Render the lines from the one containing "[locate] gray wall (one point per instance)" through the last line, both included, as a Markdown table with columns Row and Line. Number each row and leave out any blank lines.

■ AVAILABLE DATA ■
[Start]

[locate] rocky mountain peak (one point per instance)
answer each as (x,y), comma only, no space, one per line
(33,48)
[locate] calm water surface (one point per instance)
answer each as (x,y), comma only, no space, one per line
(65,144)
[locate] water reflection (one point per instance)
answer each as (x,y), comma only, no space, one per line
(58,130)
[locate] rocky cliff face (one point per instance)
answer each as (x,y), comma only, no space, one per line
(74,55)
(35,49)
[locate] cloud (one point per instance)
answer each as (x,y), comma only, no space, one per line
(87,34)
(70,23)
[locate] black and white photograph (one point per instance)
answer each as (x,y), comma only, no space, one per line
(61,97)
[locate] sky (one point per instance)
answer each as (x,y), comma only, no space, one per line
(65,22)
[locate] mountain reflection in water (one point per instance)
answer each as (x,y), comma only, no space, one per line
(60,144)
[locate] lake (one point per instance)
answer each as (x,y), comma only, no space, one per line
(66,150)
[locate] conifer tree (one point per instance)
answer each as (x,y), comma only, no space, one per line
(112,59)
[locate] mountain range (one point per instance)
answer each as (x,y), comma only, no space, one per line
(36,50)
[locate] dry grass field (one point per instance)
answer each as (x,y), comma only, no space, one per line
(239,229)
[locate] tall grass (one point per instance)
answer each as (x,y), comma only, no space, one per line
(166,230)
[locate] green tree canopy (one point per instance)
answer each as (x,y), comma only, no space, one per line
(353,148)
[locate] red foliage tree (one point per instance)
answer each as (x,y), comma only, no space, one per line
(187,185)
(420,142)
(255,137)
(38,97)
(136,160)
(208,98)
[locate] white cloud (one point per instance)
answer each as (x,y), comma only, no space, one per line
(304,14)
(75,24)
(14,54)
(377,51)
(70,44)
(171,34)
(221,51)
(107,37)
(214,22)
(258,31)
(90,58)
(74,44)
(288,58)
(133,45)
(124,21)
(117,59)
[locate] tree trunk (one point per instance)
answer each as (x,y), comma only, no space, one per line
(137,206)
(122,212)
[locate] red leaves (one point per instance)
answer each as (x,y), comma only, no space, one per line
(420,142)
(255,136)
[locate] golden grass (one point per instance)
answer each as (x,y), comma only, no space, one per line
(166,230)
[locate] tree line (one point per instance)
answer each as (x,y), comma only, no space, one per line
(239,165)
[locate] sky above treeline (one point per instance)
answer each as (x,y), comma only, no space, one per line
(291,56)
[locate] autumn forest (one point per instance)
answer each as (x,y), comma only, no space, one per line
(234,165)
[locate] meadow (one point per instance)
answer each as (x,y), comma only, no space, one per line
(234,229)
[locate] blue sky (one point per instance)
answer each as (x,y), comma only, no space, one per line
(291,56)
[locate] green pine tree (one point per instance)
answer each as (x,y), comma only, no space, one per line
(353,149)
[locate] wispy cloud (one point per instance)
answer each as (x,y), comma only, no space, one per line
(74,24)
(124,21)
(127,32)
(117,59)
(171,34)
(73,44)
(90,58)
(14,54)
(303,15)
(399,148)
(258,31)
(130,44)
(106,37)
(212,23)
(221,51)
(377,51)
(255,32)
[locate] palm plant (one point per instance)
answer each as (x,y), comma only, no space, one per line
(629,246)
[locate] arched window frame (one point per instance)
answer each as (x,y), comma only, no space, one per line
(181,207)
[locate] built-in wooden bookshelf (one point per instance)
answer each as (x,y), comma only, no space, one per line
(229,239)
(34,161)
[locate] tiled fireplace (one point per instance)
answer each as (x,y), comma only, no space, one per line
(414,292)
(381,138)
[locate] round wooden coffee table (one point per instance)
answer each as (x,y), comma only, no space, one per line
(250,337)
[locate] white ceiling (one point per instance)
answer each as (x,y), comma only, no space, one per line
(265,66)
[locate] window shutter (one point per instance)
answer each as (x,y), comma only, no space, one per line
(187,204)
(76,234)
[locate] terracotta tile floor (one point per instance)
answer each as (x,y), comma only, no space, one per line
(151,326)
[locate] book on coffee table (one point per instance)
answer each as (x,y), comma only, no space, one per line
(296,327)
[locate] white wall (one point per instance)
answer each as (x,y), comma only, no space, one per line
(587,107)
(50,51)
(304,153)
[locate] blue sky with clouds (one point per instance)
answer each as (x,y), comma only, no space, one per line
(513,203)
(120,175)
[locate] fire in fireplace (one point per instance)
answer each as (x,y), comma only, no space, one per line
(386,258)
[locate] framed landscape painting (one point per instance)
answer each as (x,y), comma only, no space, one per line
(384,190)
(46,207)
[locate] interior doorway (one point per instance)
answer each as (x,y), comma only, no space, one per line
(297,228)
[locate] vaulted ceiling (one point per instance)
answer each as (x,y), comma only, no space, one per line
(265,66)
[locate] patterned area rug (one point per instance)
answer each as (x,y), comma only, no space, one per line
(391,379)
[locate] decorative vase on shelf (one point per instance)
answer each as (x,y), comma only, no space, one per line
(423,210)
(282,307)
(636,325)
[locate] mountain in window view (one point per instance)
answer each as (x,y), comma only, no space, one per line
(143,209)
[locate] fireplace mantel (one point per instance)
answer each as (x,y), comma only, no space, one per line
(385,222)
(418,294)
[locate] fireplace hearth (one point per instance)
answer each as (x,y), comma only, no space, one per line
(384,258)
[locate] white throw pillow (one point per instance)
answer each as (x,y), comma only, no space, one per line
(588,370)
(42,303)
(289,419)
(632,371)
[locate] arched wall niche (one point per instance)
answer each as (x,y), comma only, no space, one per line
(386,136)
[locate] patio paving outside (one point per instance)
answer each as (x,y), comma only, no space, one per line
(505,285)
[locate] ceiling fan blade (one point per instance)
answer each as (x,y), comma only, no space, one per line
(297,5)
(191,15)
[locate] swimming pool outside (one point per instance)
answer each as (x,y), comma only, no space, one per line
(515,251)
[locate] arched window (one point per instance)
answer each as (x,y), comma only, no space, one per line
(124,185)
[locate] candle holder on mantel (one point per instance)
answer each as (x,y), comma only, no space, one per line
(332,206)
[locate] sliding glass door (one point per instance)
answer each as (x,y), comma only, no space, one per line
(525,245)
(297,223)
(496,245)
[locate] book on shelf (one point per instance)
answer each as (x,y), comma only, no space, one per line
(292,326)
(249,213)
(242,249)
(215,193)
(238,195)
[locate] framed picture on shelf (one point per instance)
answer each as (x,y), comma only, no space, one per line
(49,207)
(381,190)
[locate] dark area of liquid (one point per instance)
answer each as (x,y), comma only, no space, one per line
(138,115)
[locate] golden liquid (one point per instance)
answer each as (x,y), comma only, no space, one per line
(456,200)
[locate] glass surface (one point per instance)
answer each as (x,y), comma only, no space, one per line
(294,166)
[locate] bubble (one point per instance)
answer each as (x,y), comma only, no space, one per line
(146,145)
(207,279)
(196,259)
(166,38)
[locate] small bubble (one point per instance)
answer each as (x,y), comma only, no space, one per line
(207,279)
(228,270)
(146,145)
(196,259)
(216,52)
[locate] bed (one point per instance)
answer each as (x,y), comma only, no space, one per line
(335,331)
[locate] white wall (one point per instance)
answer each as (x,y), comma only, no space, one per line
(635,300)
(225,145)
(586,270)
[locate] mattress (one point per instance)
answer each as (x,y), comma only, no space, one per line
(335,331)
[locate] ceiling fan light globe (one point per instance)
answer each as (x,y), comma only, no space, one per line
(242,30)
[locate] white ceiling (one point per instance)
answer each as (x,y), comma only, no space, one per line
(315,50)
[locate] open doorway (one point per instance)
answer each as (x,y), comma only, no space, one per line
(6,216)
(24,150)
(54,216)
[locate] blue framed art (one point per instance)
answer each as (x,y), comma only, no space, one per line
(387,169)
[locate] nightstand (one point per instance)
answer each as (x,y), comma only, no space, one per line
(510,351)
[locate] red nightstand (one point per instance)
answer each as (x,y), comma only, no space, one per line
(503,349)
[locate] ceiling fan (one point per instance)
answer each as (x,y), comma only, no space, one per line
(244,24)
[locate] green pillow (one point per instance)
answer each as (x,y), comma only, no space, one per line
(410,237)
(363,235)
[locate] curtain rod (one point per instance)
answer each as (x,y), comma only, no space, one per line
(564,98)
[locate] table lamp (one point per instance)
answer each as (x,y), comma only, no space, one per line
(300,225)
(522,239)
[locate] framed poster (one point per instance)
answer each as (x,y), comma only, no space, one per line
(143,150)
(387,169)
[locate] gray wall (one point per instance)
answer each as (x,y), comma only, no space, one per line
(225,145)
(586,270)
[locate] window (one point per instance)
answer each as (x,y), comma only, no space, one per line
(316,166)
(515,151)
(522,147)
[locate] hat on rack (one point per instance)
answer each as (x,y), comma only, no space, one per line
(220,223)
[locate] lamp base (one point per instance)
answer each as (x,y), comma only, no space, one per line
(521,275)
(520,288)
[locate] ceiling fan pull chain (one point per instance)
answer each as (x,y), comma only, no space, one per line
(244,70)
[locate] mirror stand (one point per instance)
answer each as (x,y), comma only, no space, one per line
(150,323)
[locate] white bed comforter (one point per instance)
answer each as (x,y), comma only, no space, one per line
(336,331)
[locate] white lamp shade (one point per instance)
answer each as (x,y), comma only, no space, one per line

[End]

■ RESPONSE ■
| Row | Line |
|---|---|
| 1 | [locate] gray wall (one point per instance) |
| 2 | answer each as (x,y), comma only, no space, one per line |
| 3 | (225,145) |
| 4 | (586,270) |
| 5 | [locate] window (one point per instance) |
| 6 | answer each as (x,y), comma only, no space, one per line |
| 7 | (316,166) |
| 8 | (515,151) |
| 9 | (522,147) |
| 10 | [locate] hat on rack (one point per instance) |
| 11 | answer each as (x,y), comma only, no space, one per line |
| 12 | (220,223) |
| 13 | [locate] lamp base (one point per instance) |
| 14 | answer each as (x,y), comma only, no space, one per line |
| 15 | (521,275) |
| 16 | (520,288) |
| 17 | [locate] ceiling fan pull chain (one point per instance) |
| 18 | answer each as (x,y), comma only, no space, one per line |
| 19 | (244,70) |
| 20 | [locate] mirror stand (one point per instance) |
| 21 | answer each as (x,y), comma only, no space, one per line |
| 22 | (150,323) |
| 23 | [locate] white bed comforter (one point per instance) |
| 24 | answer each as (x,y), comma only, no space, one per line |
| 25 | (336,331) |
| 26 | [locate] white lamp shade (one point per instance) |
| 27 | answer each as (x,y), comma only, no space, one per line |